Material provided —
Begin

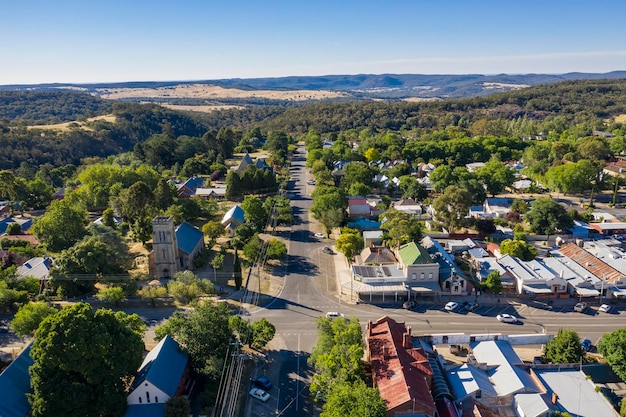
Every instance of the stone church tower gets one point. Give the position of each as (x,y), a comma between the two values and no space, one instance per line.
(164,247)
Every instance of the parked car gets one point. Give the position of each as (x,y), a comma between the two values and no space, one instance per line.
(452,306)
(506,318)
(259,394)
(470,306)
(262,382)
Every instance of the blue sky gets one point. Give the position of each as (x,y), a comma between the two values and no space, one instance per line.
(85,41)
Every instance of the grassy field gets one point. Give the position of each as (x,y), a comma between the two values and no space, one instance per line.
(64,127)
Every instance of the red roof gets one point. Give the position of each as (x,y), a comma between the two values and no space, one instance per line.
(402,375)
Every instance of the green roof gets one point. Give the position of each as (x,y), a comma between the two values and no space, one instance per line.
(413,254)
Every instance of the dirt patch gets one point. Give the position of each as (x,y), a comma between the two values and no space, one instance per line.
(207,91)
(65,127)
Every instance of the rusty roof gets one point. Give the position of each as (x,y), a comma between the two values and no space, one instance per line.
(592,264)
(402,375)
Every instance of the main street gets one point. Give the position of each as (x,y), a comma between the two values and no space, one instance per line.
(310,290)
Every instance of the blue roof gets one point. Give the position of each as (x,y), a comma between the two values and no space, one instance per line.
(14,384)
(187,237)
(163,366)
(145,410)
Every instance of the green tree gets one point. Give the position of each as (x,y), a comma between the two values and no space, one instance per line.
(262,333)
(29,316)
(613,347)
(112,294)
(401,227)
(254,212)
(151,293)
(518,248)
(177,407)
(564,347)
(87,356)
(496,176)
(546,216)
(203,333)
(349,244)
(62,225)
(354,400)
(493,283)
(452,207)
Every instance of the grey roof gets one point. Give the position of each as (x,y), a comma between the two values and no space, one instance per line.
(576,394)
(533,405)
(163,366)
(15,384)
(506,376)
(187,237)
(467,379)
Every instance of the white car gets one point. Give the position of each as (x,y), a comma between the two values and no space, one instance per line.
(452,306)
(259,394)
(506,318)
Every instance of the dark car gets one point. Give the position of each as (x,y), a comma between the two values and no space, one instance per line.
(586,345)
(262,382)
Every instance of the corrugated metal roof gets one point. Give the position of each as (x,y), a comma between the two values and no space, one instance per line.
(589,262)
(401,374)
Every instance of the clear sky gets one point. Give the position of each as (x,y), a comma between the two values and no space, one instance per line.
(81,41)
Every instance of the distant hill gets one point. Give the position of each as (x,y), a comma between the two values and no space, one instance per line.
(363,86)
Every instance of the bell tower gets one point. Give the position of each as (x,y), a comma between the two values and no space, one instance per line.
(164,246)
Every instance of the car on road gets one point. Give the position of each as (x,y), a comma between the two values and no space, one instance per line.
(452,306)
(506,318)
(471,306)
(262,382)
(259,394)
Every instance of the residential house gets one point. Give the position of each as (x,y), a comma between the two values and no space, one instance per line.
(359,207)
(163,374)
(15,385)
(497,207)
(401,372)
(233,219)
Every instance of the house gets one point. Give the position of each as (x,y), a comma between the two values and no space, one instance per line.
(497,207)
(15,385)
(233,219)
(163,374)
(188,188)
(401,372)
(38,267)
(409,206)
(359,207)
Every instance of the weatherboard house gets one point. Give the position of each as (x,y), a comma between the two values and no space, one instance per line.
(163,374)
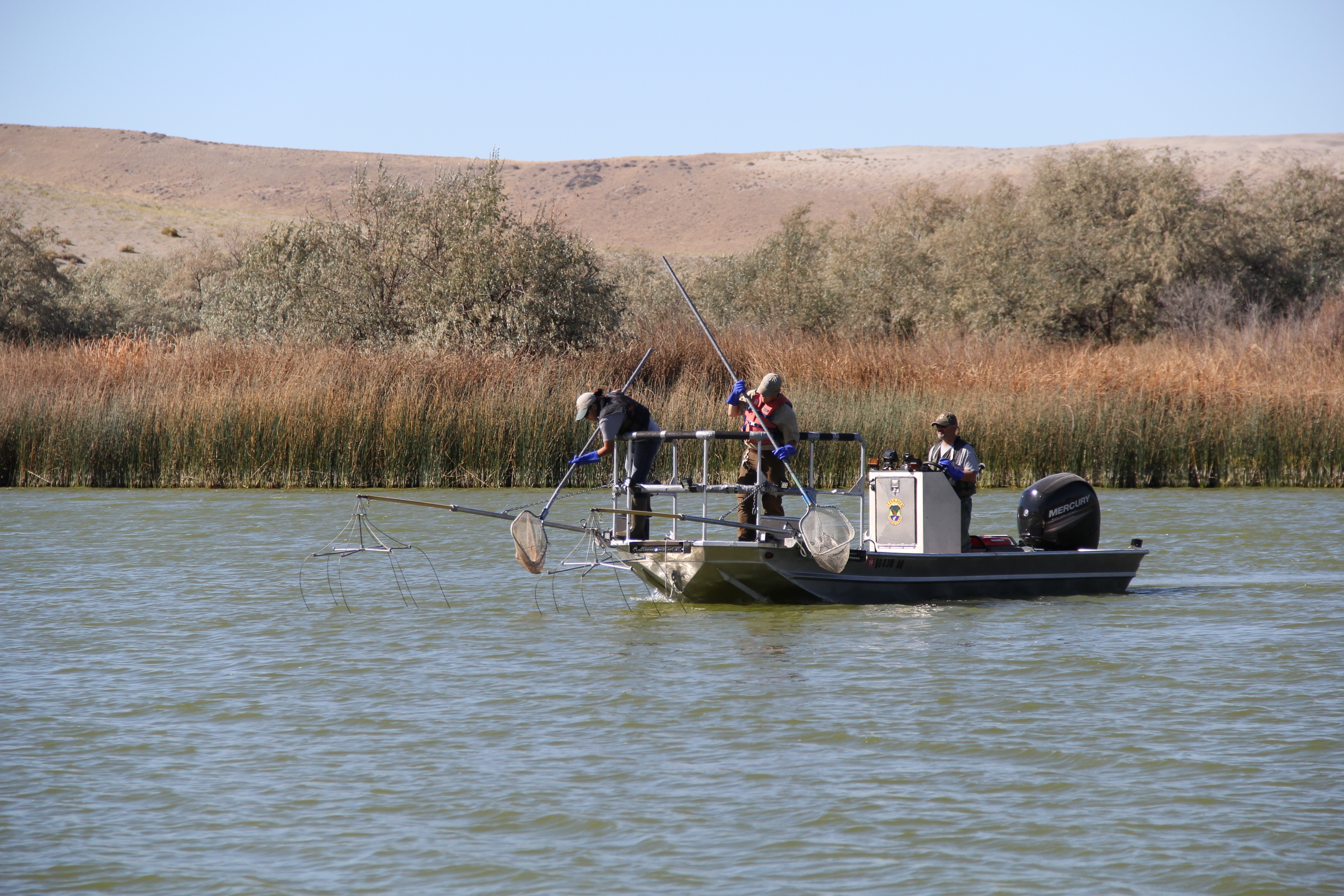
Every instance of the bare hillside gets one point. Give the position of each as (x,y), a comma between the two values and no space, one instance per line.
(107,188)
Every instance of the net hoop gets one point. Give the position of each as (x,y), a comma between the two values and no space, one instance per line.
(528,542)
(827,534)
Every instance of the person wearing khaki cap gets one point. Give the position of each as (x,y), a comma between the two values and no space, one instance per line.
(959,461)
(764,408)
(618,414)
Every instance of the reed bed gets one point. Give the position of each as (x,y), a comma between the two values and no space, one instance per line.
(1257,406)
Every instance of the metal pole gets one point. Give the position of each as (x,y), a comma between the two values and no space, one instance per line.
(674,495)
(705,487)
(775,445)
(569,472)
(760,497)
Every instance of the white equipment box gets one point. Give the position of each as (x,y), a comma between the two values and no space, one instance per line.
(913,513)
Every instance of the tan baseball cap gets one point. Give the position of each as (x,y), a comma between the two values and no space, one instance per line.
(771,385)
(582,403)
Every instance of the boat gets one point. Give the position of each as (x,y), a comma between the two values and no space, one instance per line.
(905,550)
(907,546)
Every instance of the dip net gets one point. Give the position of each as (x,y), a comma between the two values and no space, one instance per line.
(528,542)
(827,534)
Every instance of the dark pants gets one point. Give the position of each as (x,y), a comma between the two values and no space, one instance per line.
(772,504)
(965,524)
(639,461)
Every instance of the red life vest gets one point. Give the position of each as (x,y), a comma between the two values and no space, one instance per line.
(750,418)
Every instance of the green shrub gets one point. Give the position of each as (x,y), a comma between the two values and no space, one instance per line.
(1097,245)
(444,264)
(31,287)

End

Task details —
Leave out the pictures, and give all the records again exactly.

Answer for the task —
Every instance of the stone church tower gets one point. Give the position of each as (x,y), a comma between the two values and no space, one instance per line.
(164,247)
Every instance of the parked car gets one point. Give the position of each as (x,y), a comma between the two values and no space, one instance per line.
(452,306)
(506,318)
(259,394)
(470,306)
(262,382)
Every instance of the blue sky gets one point. Give the position of each as (x,y), a comma between the two values and no space, one instance per line.
(85,41)
Every instance of the grassy field gets one point. Give the position of each as (x,y), a comma between the two values and no space, one instance per line.
(64,127)
Every instance of the red roof gets one point. Give the position of each as (x,y), a comma between the two values and no space, one instance per line.
(402,375)
Every instance of the green roof gets one point. Give the position of each as (x,y), a comma between the two values and no space, one instance per line.
(413,254)
Every instance of the dirt patch gets one point. Give the position of each as (x,y), a comma between the two values and no space, one instance per line.
(207,91)
(65,127)
Every instance of the rusty roof gets one point. Give the position of each as (x,y), a comma between the two values and no space, one instance per line.
(592,264)
(402,375)
Every instance of the main street gets one point. Give the position of each as (x,y), a comma between the two values and no space, one instance per line.
(310,290)
Every instance of the blue roof gets one point. Give the position of each as (x,y), a comma between the two values and no space, one instance per line.
(14,384)
(187,237)
(163,366)
(145,410)
Every instance of the green tree gets one point. Give the position of each as (x,y), a comma between the two values and no space, one instance per line.
(262,333)
(29,316)
(613,347)
(112,294)
(401,227)
(254,212)
(151,293)
(518,248)
(177,407)
(564,347)
(87,356)
(496,176)
(546,216)
(203,333)
(349,244)
(62,225)
(354,400)
(493,283)
(452,207)
Every instance of the grey roof gets one point. Give the position of each as (x,y), a comma between the two values and no space, one instance per line.
(576,394)
(533,405)
(163,366)
(15,384)
(506,376)
(187,237)
(467,379)
Every instance of the white car gets one point. Give the position of each as (x,y), a comma between the two values and no space, one instance per line.
(452,306)
(259,394)
(506,318)
Every instance of the dark car gets one point. Give the position of each as (x,y), a comma between the two values and no space, one instance per line.
(586,345)
(262,382)
Every instance of the corrugated metal roof gets one point. Give the position of each as (x,y), a comma between the two values and no space, one instance per line.
(589,262)
(401,374)
Every instance of the clear sky gets one point. Give the position of each as (x,y), a comma between the two values and no space, one instance per line.
(81,41)
Every instance of the distant hill gets one point. Give the position of each as (x,y), a comma between the two values and no space, one instance per line.
(363,86)
Every instance of the bell tower gets one point. Give the position of each as (x,y), a comma between the two values and no space, one instance per line.
(164,246)
Every instance of the car on road gets one point. Give the position of each as (x,y), a comma between the two values and no space, one instance per line.
(452,306)
(506,318)
(471,306)
(262,382)
(259,394)
Every instance of the residential house gets one point. Give the position of each as (x,y), a comma between the two values and no space, one instance per line.
(359,207)
(163,374)
(15,385)
(497,207)
(401,372)
(233,219)
Every instance of the house gets one point. Give the position of each as (x,y), a comma between the two values and no space, one instance per line.
(497,207)
(15,385)
(233,219)
(163,374)
(188,188)
(401,372)
(38,267)
(409,206)
(359,207)
Every instance of the weatherboard house gets one point. Give the position of each as (x,y), a comma between the two values and no space, one instance per line.
(163,374)
Every instance of the bare hillside gets one point. Give the position of each as (x,y), a comma between the two values and no space, one instance per line.
(107,188)
Every instance of the net hoop gets one point. Give the position of each as (x,y), a comma between the two values and no space, one instance per line.
(528,542)
(827,534)
Every instance of the person wearing khaki cap gets one point. Give the position of each as (x,y), a comma between the two values and no space, one instance per line.
(959,461)
(764,408)
(618,414)
Every instance of the reed bed gets one point. Give the position of each as (x,y), a comma between the two values and no space, one instance per line.
(1257,406)
Every instance of the metal pole gets one point. Give the position of each as (x,y), a comma between the two values and no space, one instance per line.
(674,495)
(705,487)
(775,445)
(569,472)
(760,497)
Every instance of the white equipment box gets one point. Give the position of each as (x,y), a comma between the two values and no space, one instance per line.
(913,513)
Every instance of the tan baseball cap gets one point. Give the position of each as (x,y), a comma between the two values and no space, one instance per line.
(771,385)
(582,403)
Every instance of the boat gets one point. Give the position of each as (x,y), a comma between the two values and no space, one instance per line.
(905,550)
(907,546)
Every instance of the dip net gets one point. Give the position of each as (x,y), a comma between the two values and no space, one instance per line.
(528,542)
(827,534)
Every instance of the dark pants gets one point. Give the position of each as (x,y), a comma between the two values and no space, one instance per line.
(772,504)
(965,524)
(639,461)
Every instance of the red life vest gets one point. Give the position of each as (x,y), a comma between the two values and no space, one instance per line.
(750,418)
Every instance of the green shrub gets one point. Give the position of each as (x,y), a comma between the two values and no space, one instance per line.
(1097,245)
(444,264)
(31,287)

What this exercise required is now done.